THE PROBLEM
Please put the lines below into a numbered list, skipping blank lines and leaving the pictures out.

DATA IN THIS EXERCISE
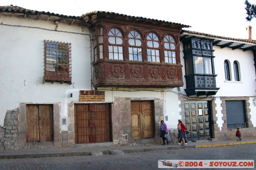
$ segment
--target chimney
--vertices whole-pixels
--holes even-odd
[[[246,30],[249,33],[249,38],[248,40],[252,40],[252,27],[250,26],[248,26],[248,27],[246,27]]]

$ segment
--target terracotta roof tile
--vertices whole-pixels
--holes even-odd
[[[166,23],[167,24],[174,24],[175,25],[177,25],[179,26],[181,26],[183,27],[190,27],[188,25],[185,25],[184,24],[180,24],[179,23],[176,23],[175,22],[172,22],[169,21],[166,21],[164,20],[158,20],[158,19],[150,19],[150,18],[146,18],[142,17],[135,17],[134,16],[131,16],[131,15],[127,15],[124,14],[119,14],[118,13],[116,13],[115,12],[108,12],[106,11],[94,11],[92,12],[87,12],[85,14],[84,14],[83,15],[83,16],[84,17],[85,17],[87,16],[90,16],[91,15],[93,15],[97,14],[109,14],[110,15],[118,15],[119,16],[121,16],[123,17],[128,17],[129,18],[134,18],[134,19],[144,19],[146,20],[148,20],[149,21],[155,21],[156,22],[163,22],[164,23]]]
[[[75,16],[68,16],[62,14],[60,15],[58,14],[55,14],[54,13],[51,13],[49,12],[37,11],[34,11],[28,9],[26,9],[17,6],[13,6],[12,5],[11,5],[10,6],[0,6],[0,12],[15,12],[24,13],[26,14],[31,14],[32,15],[43,14],[67,18],[81,20],[84,19],[82,17],[76,17]],[[86,22],[87,22],[88,21],[85,21]]]

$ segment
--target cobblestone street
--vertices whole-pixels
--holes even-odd
[[[3,159],[0,159],[0,169],[157,169],[159,159],[253,159],[255,161],[255,148],[256,144],[252,144],[120,155]]]

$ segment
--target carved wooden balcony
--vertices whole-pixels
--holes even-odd
[[[95,87],[173,88],[183,85],[180,64],[109,60],[98,61],[93,66]]]

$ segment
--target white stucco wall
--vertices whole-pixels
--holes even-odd
[[[186,88],[186,79],[184,75],[186,73],[185,68],[184,54],[183,44],[180,42],[180,59],[181,64],[183,65],[182,72],[183,74],[183,81],[184,86],[180,87],[181,91],[186,94],[184,90]],[[216,97],[215,103],[217,104],[216,109],[217,111],[217,116],[218,118],[217,123],[218,127],[221,130],[223,121],[222,120],[223,114],[221,113],[222,107],[220,97],[251,97],[250,98],[252,115],[251,120],[254,126],[256,126],[256,106],[254,106],[252,100],[253,96],[256,96],[256,75],[253,60],[253,55],[251,50],[244,51],[243,50],[236,49],[233,50],[231,48],[221,48],[220,47],[214,46],[213,55],[215,74],[218,75],[216,77],[217,87],[220,88],[214,97]],[[224,70],[224,61],[227,60],[230,63],[229,70],[230,72],[231,81],[225,81]],[[239,65],[240,81],[235,81],[233,63],[236,61]]]
[[[91,88],[91,75],[87,73],[91,73],[91,55],[88,28],[83,32],[80,26],[61,23],[55,31],[53,21],[3,15],[0,22],[0,94],[3,97],[0,99],[0,125],[4,125],[6,110],[18,107],[20,103],[60,102],[62,117],[66,116],[64,111],[72,99],[68,92]],[[75,89],[67,83],[43,84],[44,40],[71,43],[72,81]]]

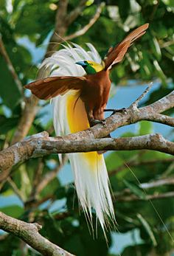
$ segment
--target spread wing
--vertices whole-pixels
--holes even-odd
[[[71,89],[82,89],[86,84],[85,77],[50,77],[30,83],[24,88],[39,99],[49,100]]]
[[[130,33],[120,44],[114,48],[110,48],[103,61],[105,63],[105,69],[111,69],[113,65],[120,62],[125,56],[128,49],[133,42],[140,38],[146,32],[149,27],[148,23],[138,27]]]

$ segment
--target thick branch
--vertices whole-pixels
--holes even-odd
[[[26,223],[0,212],[0,229],[20,238],[43,255],[72,255],[40,235],[41,226],[38,224]]]
[[[32,157],[58,153],[150,149],[174,155],[174,142],[158,134],[130,138],[80,140],[76,140],[76,136],[77,134],[72,134],[64,137],[49,137],[46,132],[31,136],[0,153],[0,170],[5,170]]]

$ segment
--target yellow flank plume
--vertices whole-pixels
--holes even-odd
[[[79,92],[73,91],[67,97],[66,115],[70,133],[76,133],[90,127],[85,105],[79,96]],[[86,159],[86,165],[92,170],[96,169],[102,156],[95,151],[81,153],[81,157]]]

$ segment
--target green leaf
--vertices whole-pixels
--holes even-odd
[[[0,134],[5,134],[9,131],[15,128],[18,122],[18,118],[7,118],[4,116],[0,116]]]
[[[141,199],[145,199],[146,195],[145,192],[143,192],[142,190],[141,190],[138,186],[135,185],[134,184],[132,184],[130,182],[128,182],[126,180],[123,180],[123,182],[125,183],[125,186],[130,189],[130,190],[137,196]]]
[[[0,58],[0,97],[5,105],[13,109],[19,103],[21,94],[2,58]]]
[[[152,132],[153,125],[150,122],[148,121],[141,121],[139,123],[139,135],[145,135],[150,134]]]
[[[0,208],[0,211],[13,218],[18,218],[24,212],[24,209],[18,205],[12,205]]]
[[[142,215],[139,213],[138,213],[136,215],[137,218],[139,218],[139,221],[141,222],[141,224],[143,225],[144,228],[145,229],[147,233],[149,235],[150,238],[153,243],[153,245],[154,246],[157,246],[157,242],[156,240],[156,238],[153,235],[153,230],[151,229],[151,227],[150,226],[148,222],[142,217]]]
[[[156,38],[153,38],[151,42],[151,49],[156,56],[157,60],[160,60],[161,58],[161,52],[159,44],[159,42]]]

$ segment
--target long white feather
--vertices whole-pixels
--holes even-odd
[[[65,46],[64,49],[54,53],[52,57],[43,62],[41,68],[44,66],[46,69],[51,68],[50,76],[83,76],[85,75],[83,69],[76,65],[75,62],[88,60],[101,63],[98,52],[91,44],[87,44],[89,49],[88,52],[77,44],[73,44],[73,46],[74,47],[70,45]],[[74,99],[75,102],[78,97],[79,92],[72,90],[52,100],[53,121],[57,135],[62,136],[72,132],[69,121],[70,117],[74,122],[82,122],[76,120],[77,117],[75,114],[78,110],[75,108],[77,106],[74,107],[74,113],[71,114],[73,117],[68,117],[69,113],[67,111],[67,105],[69,104],[69,99]],[[81,108],[85,109],[82,102],[79,104],[81,104]],[[87,118],[87,116],[84,118]],[[92,224],[91,209],[95,210],[97,217],[105,232],[108,219],[110,218],[114,221],[115,219],[104,157],[97,152],[69,153],[68,157],[74,172],[80,204],[91,224]],[[93,161],[91,161],[91,159]]]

TASK RESULT
1. $ segment
2. --target chimney
3. --vertices whole-pixels
4. --holes even-odd
5. [[[246,30],[249,33],[249,38],[248,40],[252,40],[252,27],[250,26],[248,26],[248,27],[246,27]]]
6. $ segment
7. --target terracotta roof tile
8. --vertices whole-pixels
9. --holes even-odd
10. [[[166,23],[167,24],[174,24],[175,25],[177,25],[179,26],[181,26],[183,27],[190,27],[188,25],[185,25],[184,24],[180,24],[179,23],[176,23],[175,22],[172,22],[169,21],[166,21],[164,20],[158,20],[158,19],[150,19],[150,18],[146,18],[142,17],[135,17],[134,16],[131,16],[131,15],[127,15],[124,14],[119,14],[118,13],[116,13],[115,12],[108,12],[106,11],[94,11],[92,12],[87,12],[85,14],[84,14],[83,15],[83,16],[84,17],[85,17],[87,16],[90,16],[91,15],[93,15],[97,14],[109,14],[110,15],[118,15],[119,16],[121,16],[123,17],[128,17],[129,18],[134,18],[134,19],[144,19],[146,20],[148,20],[149,21],[155,21],[156,22],[163,22],[164,23]]]
11. [[[75,16],[68,16],[62,14],[60,15],[58,14],[55,14],[54,13],[51,13],[49,12],[37,11],[34,11],[28,9],[26,9],[17,6],[13,6],[12,5],[11,5],[10,6],[0,6],[0,12],[15,12],[24,13],[26,14],[31,14],[32,15],[43,14],[67,18],[81,20],[84,19],[82,17],[76,17]],[[86,22],[87,22],[88,21],[85,21]]]
12. $ segment
13. --target cobblestone street
14. --vertices whole-pixels
15. --holes even-odd
16. [[[3,159],[0,159],[0,169],[157,169],[159,159],[253,159],[255,161],[255,148],[256,144],[252,144],[120,155]]]
17. $ segment
18. --target carved wooden balcony
19. --vertices whole-pixels
20. --holes even-odd
21. [[[95,87],[173,88],[183,85],[180,64],[109,60],[98,61],[93,66]]]
22. $ segment
23. --target white stucco wall
24. --vertices whole-pixels
25. --holes even-odd
26. [[[186,88],[186,79],[184,75],[186,73],[185,68],[184,54],[183,44],[180,42],[180,59],[181,64],[183,65],[182,72],[183,74],[183,81],[184,86],[180,87],[181,91],[186,94],[184,90]],[[216,97],[215,103],[217,104],[216,109],[217,111],[217,116],[218,118],[217,123],[218,127],[221,130],[223,121],[222,120],[223,114],[221,113],[222,107],[220,97],[251,97],[250,98],[252,115],[251,120],[254,126],[256,126],[256,106],[254,106],[252,100],[253,96],[256,96],[256,75],[253,60],[253,55],[251,50],[244,51],[243,50],[236,49],[233,50],[231,48],[221,48],[220,47],[214,46],[213,55],[215,74],[218,75],[216,77],[217,87],[220,88],[214,97]],[[224,70],[224,61],[227,60],[230,63],[229,70],[230,72],[231,81],[225,81]],[[239,65],[240,81],[235,81],[233,63],[236,61]]]
27. [[[91,88],[91,75],[87,73],[91,73],[91,55],[88,28],[83,32],[80,26],[61,23],[55,31],[53,21],[3,15],[0,22],[0,94],[3,97],[0,99],[0,125],[4,125],[6,110],[18,107],[20,103],[60,102],[62,117],[66,116],[64,111],[72,99],[68,92]],[[75,89],[67,83],[43,84],[44,40],[71,43],[72,81]]]
28. $ segment
29. --target spread wing
30. --vertices whole-pixels
31. --holes even-odd
32. [[[71,89],[82,89],[86,84],[85,77],[50,77],[30,83],[24,88],[39,99],[49,100]]]
33. [[[130,33],[120,44],[114,48],[110,48],[103,61],[105,63],[105,69],[111,69],[113,65],[120,62],[125,56],[128,49],[133,42],[140,38],[146,32],[149,27],[148,23],[138,27]]]
34. $ segment
35. --target thick branch
36. --vertices whole-pixels
37. --holes even-odd
38. [[[26,223],[0,212],[0,229],[20,238],[43,255],[72,255],[40,235],[41,226],[38,224]]]
39. [[[32,157],[58,153],[150,149],[174,155],[174,142],[158,134],[130,138],[80,140],[76,140],[76,136],[77,134],[72,134],[64,137],[49,137],[46,132],[31,136],[0,153],[0,170],[5,170]]]
40. $ segment
41. --target yellow flank plume
42. --vertices whole-pixels
43. --holes even-odd
44. [[[79,92],[73,91],[67,97],[66,115],[70,133],[76,133],[90,127],[85,105],[79,96]],[[86,159],[86,165],[92,170],[96,169],[102,156],[95,151],[81,153],[81,157]]]
45. $ segment
46. --target green leaf
47. --vertices whole-pixels
48. --holes even-odd
49. [[[0,134],[5,134],[9,131],[15,128],[18,122],[18,118],[7,118],[4,116],[0,116]]]
50. [[[141,199],[145,199],[146,195],[145,192],[143,192],[142,190],[141,190],[138,186],[135,185],[134,184],[132,184],[130,182],[128,182],[126,180],[123,180],[123,182],[125,183],[125,186],[130,189],[130,190],[137,196]]]
51. [[[0,58],[0,97],[5,105],[13,109],[19,103],[21,94],[2,58]]]
52. [[[152,132],[153,125],[150,122],[148,121],[141,121],[139,123],[139,135],[145,135],[150,134]]]
53. [[[0,208],[0,211],[13,218],[18,218],[24,212],[24,209],[18,205],[12,205]]]
54. [[[142,215],[139,213],[138,213],[136,215],[137,218],[139,218],[139,221],[141,222],[141,224],[143,225],[144,228],[145,229],[147,233],[149,235],[150,238],[153,243],[153,245],[154,246],[157,246],[157,242],[156,240],[156,238],[153,235],[153,230],[151,229],[151,227],[150,226],[148,222],[142,217]]]
55. [[[156,38],[153,38],[151,42],[151,49],[156,56],[157,60],[160,60],[161,58],[161,52],[159,44],[159,42]]]
56. $ segment
57. --target long white feather
58. --vertices whole-pixels
59. --holes even-odd
60. [[[65,46],[64,49],[54,53],[52,57],[43,62],[41,68],[44,66],[46,69],[51,68],[50,76],[83,76],[85,75],[83,69],[76,65],[75,62],[88,60],[101,63],[98,52],[91,44],[87,44],[89,49],[88,52],[77,44],[73,44],[73,46],[74,47],[70,45]],[[74,99],[75,102],[78,97],[79,92],[72,90],[52,100],[53,121],[57,135],[62,136],[72,132],[69,121],[70,117],[74,122],[82,122],[76,120],[77,117],[75,114],[78,110],[75,108],[77,106],[74,107],[74,113],[71,114],[73,117],[68,117],[69,113],[67,111],[67,105],[69,104],[69,99]],[[81,108],[85,109],[82,102],[79,104],[81,104]],[[87,118],[87,116],[84,118]],[[92,224],[91,209],[95,210],[97,217],[105,232],[108,219],[110,218],[114,221],[115,219],[104,157],[97,152],[69,153],[68,157],[74,172],[80,204],[91,224]],[[93,161],[91,161],[91,159]]]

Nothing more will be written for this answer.